▸ **Task goal**
Which lines run from the one containing "Please pin the knee" to the end of the listing? Copy them out exactly, leaving out the rest.

▸ **Data extracts**
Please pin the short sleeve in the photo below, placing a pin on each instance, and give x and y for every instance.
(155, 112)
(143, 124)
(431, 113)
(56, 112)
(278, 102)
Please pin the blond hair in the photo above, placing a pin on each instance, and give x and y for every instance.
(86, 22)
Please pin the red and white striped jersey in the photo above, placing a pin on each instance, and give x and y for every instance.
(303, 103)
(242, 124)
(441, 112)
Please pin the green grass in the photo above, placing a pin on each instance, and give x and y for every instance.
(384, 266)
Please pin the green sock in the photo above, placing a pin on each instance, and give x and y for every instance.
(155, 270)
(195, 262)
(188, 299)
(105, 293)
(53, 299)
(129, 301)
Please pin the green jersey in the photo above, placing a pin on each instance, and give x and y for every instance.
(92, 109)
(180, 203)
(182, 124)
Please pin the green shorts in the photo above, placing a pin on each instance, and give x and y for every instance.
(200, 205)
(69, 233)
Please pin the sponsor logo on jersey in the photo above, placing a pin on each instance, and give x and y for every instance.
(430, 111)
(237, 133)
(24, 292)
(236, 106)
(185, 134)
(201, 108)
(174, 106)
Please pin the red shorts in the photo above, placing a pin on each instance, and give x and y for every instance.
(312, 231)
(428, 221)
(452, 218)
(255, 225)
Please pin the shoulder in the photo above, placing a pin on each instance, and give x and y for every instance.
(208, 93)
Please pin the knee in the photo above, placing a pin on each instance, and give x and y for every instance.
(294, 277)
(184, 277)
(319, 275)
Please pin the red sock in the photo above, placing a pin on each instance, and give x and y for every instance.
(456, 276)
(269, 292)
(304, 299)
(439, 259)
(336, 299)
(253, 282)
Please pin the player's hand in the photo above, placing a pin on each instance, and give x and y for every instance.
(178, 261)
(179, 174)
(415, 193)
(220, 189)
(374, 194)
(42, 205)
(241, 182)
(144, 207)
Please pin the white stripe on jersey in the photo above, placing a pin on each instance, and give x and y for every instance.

▸ **Exercise response**
Please pin the knee in the photo above, placing a pin on each instance, and give x and y for every instance.
(294, 277)
(184, 277)
(319, 275)
Please pin the red sock in the photo above, placing a pin on each instance, and give x and y for every instance.
(456, 276)
(269, 292)
(304, 299)
(439, 259)
(336, 299)
(253, 282)
Please pin the player's hand in the photo above, placing a pin on each instance, and give x and y for every instance.
(178, 261)
(179, 174)
(415, 193)
(220, 189)
(374, 194)
(42, 205)
(241, 182)
(144, 207)
Please pin the white stripe on jersey in the photo above, placing a pin on each instance, and give x and y for every instance.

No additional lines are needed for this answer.